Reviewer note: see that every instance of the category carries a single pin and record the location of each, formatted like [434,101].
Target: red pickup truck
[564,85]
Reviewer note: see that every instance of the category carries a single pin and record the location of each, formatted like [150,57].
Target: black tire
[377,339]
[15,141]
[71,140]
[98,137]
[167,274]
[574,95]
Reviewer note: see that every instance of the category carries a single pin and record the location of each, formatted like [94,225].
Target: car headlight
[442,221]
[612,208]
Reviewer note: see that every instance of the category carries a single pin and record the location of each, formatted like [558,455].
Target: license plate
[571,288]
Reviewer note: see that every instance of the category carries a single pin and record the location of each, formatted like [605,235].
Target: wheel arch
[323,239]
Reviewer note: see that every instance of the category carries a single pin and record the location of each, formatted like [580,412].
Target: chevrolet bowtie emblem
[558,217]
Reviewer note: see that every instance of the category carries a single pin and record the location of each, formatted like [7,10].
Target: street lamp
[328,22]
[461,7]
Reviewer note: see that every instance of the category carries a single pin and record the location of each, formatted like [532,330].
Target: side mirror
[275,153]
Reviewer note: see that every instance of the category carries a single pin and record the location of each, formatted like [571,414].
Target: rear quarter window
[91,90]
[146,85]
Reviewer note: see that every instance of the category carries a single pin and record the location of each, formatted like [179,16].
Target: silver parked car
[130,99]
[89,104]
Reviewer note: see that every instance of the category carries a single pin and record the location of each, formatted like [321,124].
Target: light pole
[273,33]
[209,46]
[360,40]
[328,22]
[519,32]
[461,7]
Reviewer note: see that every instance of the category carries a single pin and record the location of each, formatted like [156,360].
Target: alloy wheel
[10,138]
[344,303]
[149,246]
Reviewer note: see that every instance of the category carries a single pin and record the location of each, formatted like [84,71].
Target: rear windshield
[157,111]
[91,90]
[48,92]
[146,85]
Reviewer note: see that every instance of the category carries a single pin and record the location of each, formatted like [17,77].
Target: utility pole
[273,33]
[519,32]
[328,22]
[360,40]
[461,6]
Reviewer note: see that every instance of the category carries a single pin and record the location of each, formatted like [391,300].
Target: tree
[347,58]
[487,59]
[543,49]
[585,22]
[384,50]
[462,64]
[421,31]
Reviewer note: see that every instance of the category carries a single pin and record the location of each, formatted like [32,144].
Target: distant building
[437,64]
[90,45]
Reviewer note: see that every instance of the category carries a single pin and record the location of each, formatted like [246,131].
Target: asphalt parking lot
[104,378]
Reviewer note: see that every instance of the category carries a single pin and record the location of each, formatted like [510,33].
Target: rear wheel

= What you will do =
Put every line of the entries above into a JSON list of strings, one string per line, and leave out any blank lines.

= Finished answer =
[
  "Reviewer note: see that every instance of the category carries a single pin and record the location of each, formatted like [434,101].",
  "Target: red pickup truck",
  "[564,85]",
  "Reviewer note: see that every instance of the category carries a single pin and record the location of each, formatted like [150,57].",
  "Target: black tire",
  "[377,339]",
  "[15,141]",
  "[71,140]",
  "[98,137]",
  "[167,274]",
  "[574,95]",
  "Reviewer note: see that every instance of the category carries a single pin and record the location of each, formatted like [94,225].",
  "Target: car headlight",
  "[442,221]",
  "[612,208]",
  "Reviewer note: see that every instance of the category carries a single pin and record the location of each, formatted like [558,455].",
  "Target: license plate",
  "[571,288]",
  "Reviewer note: see that every instance of the category carries a single pin and record the location of each, formatted like [605,235].",
  "Target: wheel arch",
  "[323,239]",
  "Reviewer note: see that every instance of the category carries a single pin and record the location of each, formatted like [580,412].",
  "Target: chevrolet bowtie emblem",
  "[558,217]",
  "Reviewer note: see that every instance of the category carries a single pin and record the location of each, formatted like [7,10].",
  "Target: street lamp",
  "[328,22]",
  "[461,7]",
  "Reviewer note: see that every instance of the category carries a single pin and record the location of each, formatted like [532,330].",
  "Target: side mirror",
  "[275,153]",
  "Reviewer note: see that every instance of the category carries a single pin and record the location of each, formatted like [571,414].",
  "Target: rear quarter window",
  "[91,90]",
  "[146,85]",
  "Reviewer note: see that every instance of the category carries a single pin and record the location of each, formatted like [179,16].",
  "Target: silver parked car",
  "[130,99]",
  "[89,104]",
  "Reviewer note: see that every instance of the category carries a single pin and record the location of each, formatted like [321,124].",
  "Target: light pole",
  "[273,33]",
  "[209,46]",
  "[360,40]",
  "[328,22]",
  "[519,32]",
  "[461,7]",
  "Reviewer note: see that every instance of the category carries a single pin and record the location of each, formatted like [156,360].",
  "Target: alloy wheel",
  "[10,138]",
  "[344,303]",
  "[149,246]",
  "Reviewer note: see that every instance of the category carries a single pin and record the location of each, formatted like [84,71].",
  "Target: rear windshield",
  "[157,111]",
  "[91,90]",
  "[48,92]",
  "[146,85]",
  "Reviewer note: see that every instance of the category carries a single pin and record the location of each, formatted like [17,77].",
  "Target: utility pole",
  "[273,33]",
  "[519,32]",
  "[328,22]",
  "[360,40]",
  "[461,6]",
  "Reviewer note: see that every instance of the category carries a single pin and record the location of each, formatted like [391,300].",
  "Target: tree",
  "[347,58]",
  "[487,59]",
  "[543,49]",
  "[585,22]",
  "[384,50]",
  "[462,64]",
  "[421,31]",
  "Reviewer note: see that every instance of the category carries a single pin and record the location of each, formatted like [32,144].",
  "Target: distant building",
  "[437,64]",
  "[90,45]",
  "Reviewer note: see that every instance of the category carries a single pin and record the location of each, formatted like [246,131].",
  "Target: asphalt parking lot",
  "[104,378]",
  "Reviewer note: see that every instance of the category carries a single pin and record the location of each, formatted like [510,33].",
  "Target: rear wheel"
]